**HOW TO COMPLETE THIS TASK**
Reproduce all of the records below word for word, omitting the pictures.

Stored data
━━━
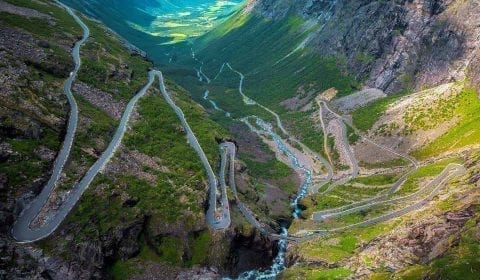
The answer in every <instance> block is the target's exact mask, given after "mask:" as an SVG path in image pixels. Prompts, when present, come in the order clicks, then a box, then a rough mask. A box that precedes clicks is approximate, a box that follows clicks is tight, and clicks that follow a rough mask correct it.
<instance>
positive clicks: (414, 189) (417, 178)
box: [396, 158, 461, 195]
mask: <svg viewBox="0 0 480 280" xmlns="http://www.w3.org/2000/svg"><path fill="white" fill-rule="evenodd" d="M460 162H461V160H460V159H459V158H450V159H444V160H441V161H438V162H435V163H432V164H429V165H425V166H421V167H419V168H418V170H416V171H415V172H414V173H413V174H412V175H410V176H409V177H408V179H407V180H406V181H405V183H404V184H403V185H402V187H401V188H400V189H399V190H398V192H397V193H396V195H405V194H410V193H413V192H415V191H417V190H419V189H420V188H422V187H424V186H425V185H426V184H428V182H430V181H431V180H428V181H425V179H426V178H432V179H433V177H435V176H437V175H439V174H440V173H441V172H442V171H443V170H444V169H445V167H446V166H447V165H448V164H450V163H460Z"/></svg>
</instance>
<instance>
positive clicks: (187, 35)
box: [62, 0, 242, 58]
mask: <svg viewBox="0 0 480 280" xmlns="http://www.w3.org/2000/svg"><path fill="white" fill-rule="evenodd" d="M62 2H63V3H65V4H68V5H70V6H71V7H72V8H75V9H78V10H80V11H82V12H84V13H85V14H87V15H89V16H92V17H94V18H97V19H99V20H101V21H103V22H104V23H105V24H106V25H108V26H109V27H110V28H112V29H114V30H115V31H116V32H117V33H118V34H120V35H121V36H122V37H124V38H126V39H128V40H129V41H130V42H132V43H134V44H135V45H136V46H138V47H140V48H141V49H142V50H144V51H146V52H147V53H148V54H149V55H151V56H152V57H155V58H164V57H165V54H164V53H163V51H160V50H159V49H158V47H159V45H162V44H172V43H178V42H181V41H184V40H187V39H191V38H194V37H197V36H200V35H202V34H204V33H205V32H207V31H208V30H210V29H212V28H213V27H214V26H216V25H218V24H219V23H221V22H223V21H224V20H225V19H226V18H228V16H230V14H231V13H233V12H235V11H236V10H237V9H238V6H239V5H240V4H241V3H242V1H241V0H233V1H213V0H191V1H176V2H174V1H168V0H142V1H135V2H132V1H127V0H122V1H98V0H82V1H70V0H64V1H62Z"/></svg>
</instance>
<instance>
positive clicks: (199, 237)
mask: <svg viewBox="0 0 480 280" xmlns="http://www.w3.org/2000/svg"><path fill="white" fill-rule="evenodd" d="M191 239H192V240H191V241H190V242H191V243H192V244H193V246H192V258H191V260H190V261H189V262H188V265H189V266H190V265H202V264H205V261H206V260H207V257H208V253H209V247H210V245H211V242H212V237H211V236H210V233H209V232H208V231H204V232H201V233H200V234H199V235H198V236H196V237H194V238H191Z"/></svg>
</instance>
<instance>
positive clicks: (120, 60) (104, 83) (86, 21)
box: [78, 17, 151, 100]
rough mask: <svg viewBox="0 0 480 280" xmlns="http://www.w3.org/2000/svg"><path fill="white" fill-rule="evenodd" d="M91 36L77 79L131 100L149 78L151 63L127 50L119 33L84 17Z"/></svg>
mask: <svg viewBox="0 0 480 280" xmlns="http://www.w3.org/2000/svg"><path fill="white" fill-rule="evenodd" d="M82 20H83V21H84V22H85V23H86V24H87V25H88V28H89V29H90V39H89V40H88V41H87V43H86V44H85V46H83V47H82V48H81V56H82V68H81V69H80V72H79V75H78V79H79V80H80V81H82V82H85V83H87V84H90V85H93V86H95V87H96V88H98V89H101V90H103V91H105V92H108V93H111V94H112V95H113V96H114V98H116V99H120V100H129V99H130V98H131V97H132V96H133V95H134V94H135V93H136V92H137V91H138V90H139V89H140V88H142V87H143V85H145V83H146V81H147V78H148V68H149V67H151V63H150V62H148V61H146V60H145V59H144V58H142V57H140V56H138V55H136V54H134V53H131V52H130V51H128V50H127V49H126V48H125V46H124V43H123V42H122V41H121V40H120V38H119V37H117V36H116V35H114V34H113V33H112V32H110V31H108V30H107V29H105V28H104V27H103V26H101V25H99V24H98V23H96V22H94V21H91V20H89V19H87V18H85V17H83V18H82Z"/></svg>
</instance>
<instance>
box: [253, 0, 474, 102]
mask: <svg viewBox="0 0 480 280" xmlns="http://www.w3.org/2000/svg"><path fill="white" fill-rule="evenodd" d="M291 2H292V1H287V0H283V1H271V0H256V1H250V2H249V4H248V5H247V10H248V11H252V12H253V13H254V14H257V15H260V16H265V17H268V18H272V19H280V18H283V17H285V16H287V15H289V14H296V15H299V16H301V17H302V18H304V19H305V20H307V22H308V23H309V24H311V23H315V24H316V28H315V29H314V31H313V32H312V33H311V34H310V36H309V37H308V39H307V41H306V42H304V43H307V45H308V46H312V47H314V48H315V49H316V51H317V52H319V53H320V54H322V55H325V56H329V55H334V56H336V57H338V58H339V59H341V60H345V61H346V63H347V65H348V68H349V69H351V70H352V73H353V74H354V75H356V77H357V78H358V79H360V80H363V81H365V84H366V85H367V86H369V87H376V88H380V89H382V90H385V91H386V92H389V93H393V92H398V91H400V90H402V89H406V88H414V89H418V88H420V87H424V86H435V85H438V84H440V83H444V82H447V81H451V80H461V79H463V78H464V77H465V73H466V72H465V70H466V69H467V68H468V67H469V65H470V67H474V66H473V65H471V62H473V63H477V61H476V60H472V58H473V57H474V55H475V54H476V53H478V49H479V40H478V36H479V34H480V5H479V3H478V2H477V1H473V0H469V1H455V0H395V1H369V0H361V1H348V0H323V1H314V0H302V1H295V2H294V4H293V5H292V3H291Z"/></svg>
━━━
**YOUR SOLUTION**
The answer in every <instance> block is the target's exact mask, given after "mask:" as an SVG path in image pixels. Prompts, when present, come in the order clicks, then a box, then a rough mask. A box that precedes clicks is approximate, a box that follows clicks is tight, and clicks that follow a rough mask correct it.
<instance>
positive clicks: (414, 189) (417, 178)
box: [396, 158, 461, 195]
mask: <svg viewBox="0 0 480 280" xmlns="http://www.w3.org/2000/svg"><path fill="white" fill-rule="evenodd" d="M460 162H461V160H460V159H459V158H450V159H444V160H441V161H438V162H435V163H432V164H429V165H425V166H421V167H419V168H418V170H416V171H415V172H414V173H413V174H412V175H410V176H409V177H408V179H407V180H406V181H405V183H404V184H403V185H402V187H401V188H400V189H399V190H398V192H397V193H396V195H405V194H410V193H413V192H415V191H417V190H419V189H420V188H422V187H424V186H425V185H426V184H428V182H430V181H431V180H428V181H425V179H426V178H432V179H433V177H435V176H437V175H439V174H440V173H441V172H442V171H443V170H444V169H445V167H446V166H447V165H448V164H450V163H460Z"/></svg>
</instance>
<instance>
positive clicks: (187, 35)
box: [62, 0, 242, 58]
mask: <svg viewBox="0 0 480 280" xmlns="http://www.w3.org/2000/svg"><path fill="white" fill-rule="evenodd" d="M62 2H63V3H65V4H68V5H70V6H71V7H72V8H75V9H78V10H80V11H82V12H84V13H85V14H87V15H89V16H92V17H94V18H97V19H99V20H101V21H103V22H104V23H105V24H106V25H108V26H109V27H110V28H112V29H114V30H115V31H116V32H117V33H118V34H120V35H121V36H122V37H124V38H126V39H128V40H129V41H130V42H132V43H134V44H135V45H136V46H138V47H140V48H141V49H142V50H144V51H146V52H147V53H148V54H149V55H151V56H152V57H155V58H164V57H165V54H164V53H163V51H160V50H159V49H158V47H159V45H162V44H172V43H178V42H181V41H184V40H187V39H191V38H194V37H197V36H200V35H202V34H204V33H205V32H207V31H208V30H210V29H212V28H213V27H214V26H216V25H218V24H219V23H221V22H223V21H224V20H225V19H226V18H228V16H230V14H231V13H233V12H235V11H236V10H237V9H238V6H239V5H240V4H241V3H242V1H241V0H233V1H213V0H191V1H176V2H174V1H168V0H142V1H135V2H132V1H127V0H122V1H98V0H82V1H70V0H64V1H62Z"/></svg>
</instance>
<instance>
positive clicks: (199, 237)
mask: <svg viewBox="0 0 480 280" xmlns="http://www.w3.org/2000/svg"><path fill="white" fill-rule="evenodd" d="M191 239H192V240H191V241H190V242H191V243H192V244H193V246H192V258H191V260H190V261H189V262H188V265H189V266H190V265H202V264H205V261H206V260H207V257H208V253H209V247H210V245H211V242H212V237H211V236H210V233H209V232H208V231H204V232H201V233H200V234H199V235H198V236H196V237H194V238H191Z"/></svg>
</instance>
<instance>
positive clicks: (120, 60) (104, 83) (86, 21)
box: [78, 17, 151, 100]
rough mask: <svg viewBox="0 0 480 280" xmlns="http://www.w3.org/2000/svg"><path fill="white" fill-rule="evenodd" d="M91 36L77 79L131 100L149 78L151 63L127 50L119 33L84 17Z"/></svg>
mask: <svg viewBox="0 0 480 280" xmlns="http://www.w3.org/2000/svg"><path fill="white" fill-rule="evenodd" d="M82 20H83V21H84V22H85V23H86V24H87V25H88V28H89V29H90V39H89V40H88V41H87V43H86V44H85V46H83V47H82V48H81V56H82V68H81V69H80V72H79V75H78V79H79V80H80V81H82V82H85V83H87V84H90V85H93V86H95V87H96V88H98V89H101V90H103V91H105V92H108V93H111V94H112V95H113V96H114V98H116V99H120V100H129V99H130V98H131V97H132V96H133V95H134V94H135V93H136V92H137V91H138V90H139V89H140V88H142V87H143V85H145V83H146V81H147V78H148V68H149V67H151V63H150V62H148V61H146V60H145V59H144V58H142V57H140V56H138V55H136V54H134V53H131V52H130V51H128V50H127V49H126V48H125V46H124V43H123V42H122V41H121V40H120V38H119V37H117V36H116V35H114V34H113V33H112V32H110V31H108V30H107V29H105V28H104V27H103V26H101V25H99V24H98V23H96V22H94V21H91V20H89V19H87V18H85V17H83V18H82Z"/></svg>
</instance>
<instance>
box: [253, 0, 474, 102]
mask: <svg viewBox="0 0 480 280" xmlns="http://www.w3.org/2000/svg"><path fill="white" fill-rule="evenodd" d="M291 2H292V1H287V0H283V1H271V0H256V1H250V2H249V4H248V5H247V10H248V11H252V12H253V13H254V14H257V15H260V16H265V17H268V18H272V19H280V18H283V17H285V16H287V15H289V14H296V15H299V16H301V17H302V18H304V19H305V20H307V22H308V23H309V24H311V23H315V24H316V28H315V29H314V31H313V32H312V33H311V34H310V36H309V37H308V39H307V41H306V42H304V43H307V45H308V46H312V47H314V48H315V49H316V51H317V52H319V53H320V54H322V55H325V56H329V55H334V56H336V57H338V58H339V59H341V60H345V61H346V63H347V65H348V68H349V69H351V70H352V73H353V74H354V75H356V77H357V78H358V79H360V80H363V81H365V84H366V85H367V86H369V87H376V88H380V89H382V90H385V91H386V92H389V93H393V92H398V91H400V90H402V89H406V88H414V89H418V88H420V87H424V86H435V85H438V84H440V83H444V82H447V81H451V80H461V79H463V78H464V77H465V73H466V72H465V70H466V69H467V68H468V67H469V65H470V67H474V66H473V65H471V62H473V63H477V61H476V60H472V58H473V57H474V55H475V54H476V53H478V49H479V40H478V36H479V34H480V5H479V3H478V2H477V1H473V0H469V1H455V0H395V1H369V0H361V1H348V0H323V1H314V0H302V1H295V2H294V4H293V5H292V3H291Z"/></svg>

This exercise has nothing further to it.